# Text for analysis
-*-
In addition to keeping more marriages together, the current recession is also having a positive effect on families with credit-card debt. The uncertainty is causing Americans to use their credit cards less often. Americans are paying down their debt. Credit-card debt peaked at $988 billion in 2008, and, in the past year, that number has decreased by $90 billion. 
According to Dr. Christine B. Whelan, there may be a silver lining in the current financial crisis. She points out that statistics indicate a more flexible attitude toward the traditional roles of fathers and mothers as they struggle make ends meet.
The Great Recession’s silver lining of increasing gender flexibility and equality is most likely to apply to better educated and younger Americans than to less educated older Americans. That is, young adults with a college education have the best chance at adaptation and change.
-*-
# What to work on
Resume the passage on the recession's effects on American families, writing on from its last sentence. The listing that comes next has no connection to the passage on the recession's effects on American families.

# Data for analysis
-*-
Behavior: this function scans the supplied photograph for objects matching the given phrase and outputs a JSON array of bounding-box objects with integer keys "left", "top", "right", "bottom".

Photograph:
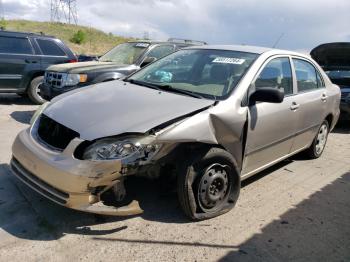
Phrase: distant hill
[{"left": 0, "top": 20, "right": 135, "bottom": 55}]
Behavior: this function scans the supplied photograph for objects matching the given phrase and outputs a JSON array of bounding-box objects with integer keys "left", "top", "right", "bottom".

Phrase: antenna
[
  {"left": 51, "top": 0, "right": 78, "bottom": 25},
  {"left": 0, "top": 0, "right": 5, "bottom": 20},
  {"left": 272, "top": 33, "right": 284, "bottom": 48}
]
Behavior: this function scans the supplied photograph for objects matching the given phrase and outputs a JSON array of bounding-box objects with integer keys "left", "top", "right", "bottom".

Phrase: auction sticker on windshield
[
  {"left": 213, "top": 57, "right": 245, "bottom": 65},
  {"left": 135, "top": 43, "right": 149, "bottom": 47}
]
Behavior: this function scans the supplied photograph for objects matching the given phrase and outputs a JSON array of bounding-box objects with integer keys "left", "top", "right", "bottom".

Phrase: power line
[
  {"left": 0, "top": 0, "right": 5, "bottom": 20},
  {"left": 50, "top": 0, "right": 78, "bottom": 25}
]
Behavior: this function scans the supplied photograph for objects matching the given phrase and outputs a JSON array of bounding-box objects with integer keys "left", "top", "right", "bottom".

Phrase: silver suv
[{"left": 11, "top": 46, "right": 340, "bottom": 220}]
-*-
# Exercise response
The stock market may begin to inch up slowly, but job losses and financial uncertainties will continue to have serious impacts on families for years to come. Among the most vulnerable are single-parent families and fragile cohabiting unions of the poor, and the most resilient will be the educated, dual-career couples who are able to adapt to more flexible family earning and caregiving arrangements. It is within this latter group that we can most hope for a boost for gender equality within marriage and a recognition that the American family can continue to thrive even when it is the wife and mother who is the primary breadwinner, and the husband and father who is the primary caregiver.
Finally, the report focuses exclusively on the “social health of marriage.” Below are some key findings:
Marriage
  • Marriage trends in recent decades indicate that Americans have become less likely to marry.
  • In the past ten years, the percentage of couples who consider their marriages to be “very happy” remains unchanged.
Divorce
  • American divorce rates are nearly twice that of 1960.
  • The divorce rate has steadily declined since its peak in the 1980s.
  • The probability of divorce or separation for a newly married couple is between 40 and 50 percent.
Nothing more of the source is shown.